> [Challenge] Skip every line before the one containing "Objective — one point on each instance of the standing man's", then copy that line and the rest of the entries below exactly, through the last line.

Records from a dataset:
—————

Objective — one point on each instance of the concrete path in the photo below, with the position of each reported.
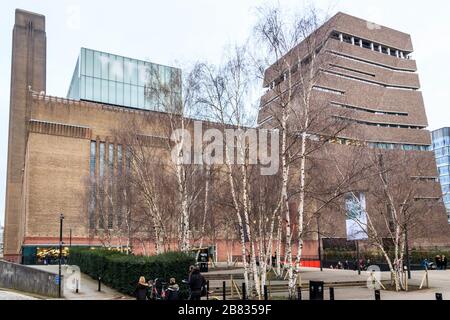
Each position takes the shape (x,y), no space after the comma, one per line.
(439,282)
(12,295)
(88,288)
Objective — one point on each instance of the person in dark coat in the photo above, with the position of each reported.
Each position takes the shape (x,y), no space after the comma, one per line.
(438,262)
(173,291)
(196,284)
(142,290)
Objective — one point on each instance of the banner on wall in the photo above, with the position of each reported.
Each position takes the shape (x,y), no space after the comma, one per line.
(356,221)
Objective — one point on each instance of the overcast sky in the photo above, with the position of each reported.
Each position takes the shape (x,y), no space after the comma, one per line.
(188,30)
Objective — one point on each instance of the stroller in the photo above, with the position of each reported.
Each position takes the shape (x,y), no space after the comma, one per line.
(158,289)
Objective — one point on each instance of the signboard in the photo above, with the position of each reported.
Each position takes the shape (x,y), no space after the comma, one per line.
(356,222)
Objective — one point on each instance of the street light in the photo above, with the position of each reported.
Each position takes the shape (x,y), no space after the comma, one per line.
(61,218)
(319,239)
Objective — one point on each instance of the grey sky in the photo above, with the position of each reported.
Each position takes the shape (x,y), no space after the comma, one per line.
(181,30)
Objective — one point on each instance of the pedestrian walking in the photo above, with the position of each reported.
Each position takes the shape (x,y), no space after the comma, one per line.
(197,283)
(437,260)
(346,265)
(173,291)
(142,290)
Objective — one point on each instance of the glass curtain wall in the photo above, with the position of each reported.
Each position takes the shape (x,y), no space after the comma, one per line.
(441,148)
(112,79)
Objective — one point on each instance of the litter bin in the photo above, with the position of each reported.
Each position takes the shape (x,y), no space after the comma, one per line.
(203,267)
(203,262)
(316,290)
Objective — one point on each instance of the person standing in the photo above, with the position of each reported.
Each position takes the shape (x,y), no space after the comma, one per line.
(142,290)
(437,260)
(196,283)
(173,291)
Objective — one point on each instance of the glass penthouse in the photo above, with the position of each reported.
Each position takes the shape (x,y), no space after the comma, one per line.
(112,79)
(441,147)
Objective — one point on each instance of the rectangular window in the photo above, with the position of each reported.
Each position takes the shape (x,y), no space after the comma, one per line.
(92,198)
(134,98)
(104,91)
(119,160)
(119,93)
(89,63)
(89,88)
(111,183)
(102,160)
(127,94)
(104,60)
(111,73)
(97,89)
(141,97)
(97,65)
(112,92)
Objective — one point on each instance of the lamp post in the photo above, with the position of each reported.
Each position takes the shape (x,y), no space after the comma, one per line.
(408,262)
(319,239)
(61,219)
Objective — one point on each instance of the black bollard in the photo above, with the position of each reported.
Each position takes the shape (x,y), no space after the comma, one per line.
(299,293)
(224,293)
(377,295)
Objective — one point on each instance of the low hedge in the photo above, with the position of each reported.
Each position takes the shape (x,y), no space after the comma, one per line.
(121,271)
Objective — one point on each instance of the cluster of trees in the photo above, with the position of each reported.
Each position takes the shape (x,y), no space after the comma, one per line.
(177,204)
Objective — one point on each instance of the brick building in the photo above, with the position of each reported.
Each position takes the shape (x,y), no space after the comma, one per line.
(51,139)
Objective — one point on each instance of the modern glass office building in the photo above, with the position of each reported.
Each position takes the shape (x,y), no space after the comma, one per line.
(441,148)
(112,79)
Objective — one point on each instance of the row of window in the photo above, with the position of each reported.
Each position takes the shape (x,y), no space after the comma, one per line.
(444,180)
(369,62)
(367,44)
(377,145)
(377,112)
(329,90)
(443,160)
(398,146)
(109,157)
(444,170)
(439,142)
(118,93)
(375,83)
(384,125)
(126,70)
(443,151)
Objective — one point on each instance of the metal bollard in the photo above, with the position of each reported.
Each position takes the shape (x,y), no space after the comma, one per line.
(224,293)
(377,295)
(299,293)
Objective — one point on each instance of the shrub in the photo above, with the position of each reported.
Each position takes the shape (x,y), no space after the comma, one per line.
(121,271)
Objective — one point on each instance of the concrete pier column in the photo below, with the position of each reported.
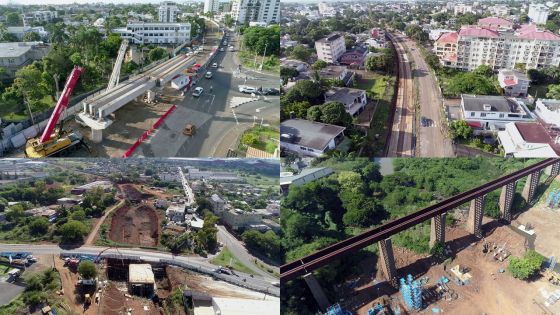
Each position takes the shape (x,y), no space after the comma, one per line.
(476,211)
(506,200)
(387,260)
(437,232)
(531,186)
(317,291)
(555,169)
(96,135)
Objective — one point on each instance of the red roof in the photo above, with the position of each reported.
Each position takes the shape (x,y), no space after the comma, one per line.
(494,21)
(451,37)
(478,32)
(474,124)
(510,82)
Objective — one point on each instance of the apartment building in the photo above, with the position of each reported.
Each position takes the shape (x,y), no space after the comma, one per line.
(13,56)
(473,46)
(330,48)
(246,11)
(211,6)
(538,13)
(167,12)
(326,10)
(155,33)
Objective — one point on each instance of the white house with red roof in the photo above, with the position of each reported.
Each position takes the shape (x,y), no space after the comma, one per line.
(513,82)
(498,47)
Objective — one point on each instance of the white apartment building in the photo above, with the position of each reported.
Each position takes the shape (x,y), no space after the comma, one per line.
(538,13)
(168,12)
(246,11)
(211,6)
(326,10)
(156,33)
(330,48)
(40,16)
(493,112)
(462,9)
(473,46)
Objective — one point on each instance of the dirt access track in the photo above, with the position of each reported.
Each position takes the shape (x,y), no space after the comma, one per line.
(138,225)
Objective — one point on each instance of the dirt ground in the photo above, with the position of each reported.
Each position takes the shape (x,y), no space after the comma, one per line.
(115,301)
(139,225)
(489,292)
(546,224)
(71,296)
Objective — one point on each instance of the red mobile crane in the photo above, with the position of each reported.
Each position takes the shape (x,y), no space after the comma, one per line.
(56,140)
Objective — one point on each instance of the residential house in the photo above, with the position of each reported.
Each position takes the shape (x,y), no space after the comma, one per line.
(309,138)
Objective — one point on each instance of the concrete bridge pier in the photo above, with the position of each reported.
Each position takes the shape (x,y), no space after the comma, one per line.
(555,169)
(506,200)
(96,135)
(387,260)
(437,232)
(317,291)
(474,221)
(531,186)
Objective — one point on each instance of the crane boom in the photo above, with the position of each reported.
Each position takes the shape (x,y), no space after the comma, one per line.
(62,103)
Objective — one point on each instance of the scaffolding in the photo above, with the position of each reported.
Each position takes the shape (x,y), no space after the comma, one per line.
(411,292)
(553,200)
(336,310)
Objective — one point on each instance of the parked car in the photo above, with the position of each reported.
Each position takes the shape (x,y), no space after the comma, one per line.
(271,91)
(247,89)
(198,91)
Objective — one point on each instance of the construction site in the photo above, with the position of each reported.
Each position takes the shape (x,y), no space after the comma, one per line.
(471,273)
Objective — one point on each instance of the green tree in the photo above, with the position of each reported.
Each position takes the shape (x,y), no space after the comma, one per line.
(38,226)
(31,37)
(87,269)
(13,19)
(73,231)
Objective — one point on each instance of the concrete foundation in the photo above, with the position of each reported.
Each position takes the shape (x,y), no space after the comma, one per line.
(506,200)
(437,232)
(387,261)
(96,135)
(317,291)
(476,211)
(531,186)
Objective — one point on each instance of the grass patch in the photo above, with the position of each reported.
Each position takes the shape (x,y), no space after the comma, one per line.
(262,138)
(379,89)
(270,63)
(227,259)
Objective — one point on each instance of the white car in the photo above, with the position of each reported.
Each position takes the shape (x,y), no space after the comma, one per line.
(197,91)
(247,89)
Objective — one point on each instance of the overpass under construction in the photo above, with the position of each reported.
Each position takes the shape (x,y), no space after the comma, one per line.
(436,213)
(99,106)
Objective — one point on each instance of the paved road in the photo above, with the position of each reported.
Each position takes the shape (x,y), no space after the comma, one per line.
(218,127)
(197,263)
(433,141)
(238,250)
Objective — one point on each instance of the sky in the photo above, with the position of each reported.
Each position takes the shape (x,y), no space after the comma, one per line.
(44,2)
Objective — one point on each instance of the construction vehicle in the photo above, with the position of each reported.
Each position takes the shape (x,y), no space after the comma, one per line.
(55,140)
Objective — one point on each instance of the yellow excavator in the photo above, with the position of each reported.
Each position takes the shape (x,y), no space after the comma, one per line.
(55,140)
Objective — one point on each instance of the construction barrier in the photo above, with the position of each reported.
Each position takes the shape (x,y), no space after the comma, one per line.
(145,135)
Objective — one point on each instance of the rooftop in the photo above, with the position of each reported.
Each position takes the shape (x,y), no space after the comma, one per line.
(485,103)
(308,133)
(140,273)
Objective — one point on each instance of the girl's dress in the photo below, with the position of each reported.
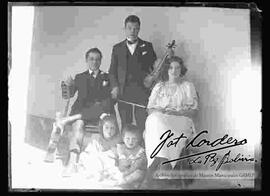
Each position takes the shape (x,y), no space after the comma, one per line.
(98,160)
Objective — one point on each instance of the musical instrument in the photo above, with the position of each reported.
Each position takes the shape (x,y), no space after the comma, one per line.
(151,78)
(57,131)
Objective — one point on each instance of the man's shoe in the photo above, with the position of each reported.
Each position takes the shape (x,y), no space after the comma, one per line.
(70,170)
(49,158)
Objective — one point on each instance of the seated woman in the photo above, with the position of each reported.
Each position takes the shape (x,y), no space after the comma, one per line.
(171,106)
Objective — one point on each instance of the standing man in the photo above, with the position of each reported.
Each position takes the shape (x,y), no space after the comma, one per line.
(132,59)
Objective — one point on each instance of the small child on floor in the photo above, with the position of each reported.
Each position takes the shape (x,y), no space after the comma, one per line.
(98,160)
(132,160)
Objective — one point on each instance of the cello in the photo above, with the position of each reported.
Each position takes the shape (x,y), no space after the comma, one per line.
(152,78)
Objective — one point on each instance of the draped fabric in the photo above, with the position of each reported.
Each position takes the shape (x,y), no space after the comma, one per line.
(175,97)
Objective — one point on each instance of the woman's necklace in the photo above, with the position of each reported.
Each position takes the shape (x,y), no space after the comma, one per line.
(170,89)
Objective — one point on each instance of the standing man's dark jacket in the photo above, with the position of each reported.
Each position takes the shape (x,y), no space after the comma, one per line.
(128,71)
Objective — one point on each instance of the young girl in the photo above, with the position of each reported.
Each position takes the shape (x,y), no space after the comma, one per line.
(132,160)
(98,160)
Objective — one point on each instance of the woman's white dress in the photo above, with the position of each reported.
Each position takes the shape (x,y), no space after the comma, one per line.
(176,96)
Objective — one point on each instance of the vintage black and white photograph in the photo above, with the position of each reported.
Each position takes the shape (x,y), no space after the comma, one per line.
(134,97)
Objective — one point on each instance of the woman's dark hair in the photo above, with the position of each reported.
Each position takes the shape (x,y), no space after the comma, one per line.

—————

> [The completed task]
Objective — one point on each instance of the standing man's dark jacket in the photo above, with the position of each reported.
Each position takes the shape (x,y), no space after the comma, one per line.
(128,71)
Objective — one point on each instance of the young girl in the photo above, with the position of each reported.
Each position takes the shape (x,y), no space after the comma, one per line.
(132,160)
(98,160)
Objective — one point on each instance of the woman's white dress in the photo above, with the position of each reported.
Each position takes the shape (x,y), no space after the comma, one per line.
(176,96)
Objective — one point on each instance of the vintage black and white photograph in the photo above, with the position of each reported.
Each position takes the shape (x,y), no space after the comma, one per line.
(134,97)
Objective — one point on each instance of the woman's dark hair in the photo above, with the position of each reported.
Each position takes the shape (x,y), no space after the comma, one per line.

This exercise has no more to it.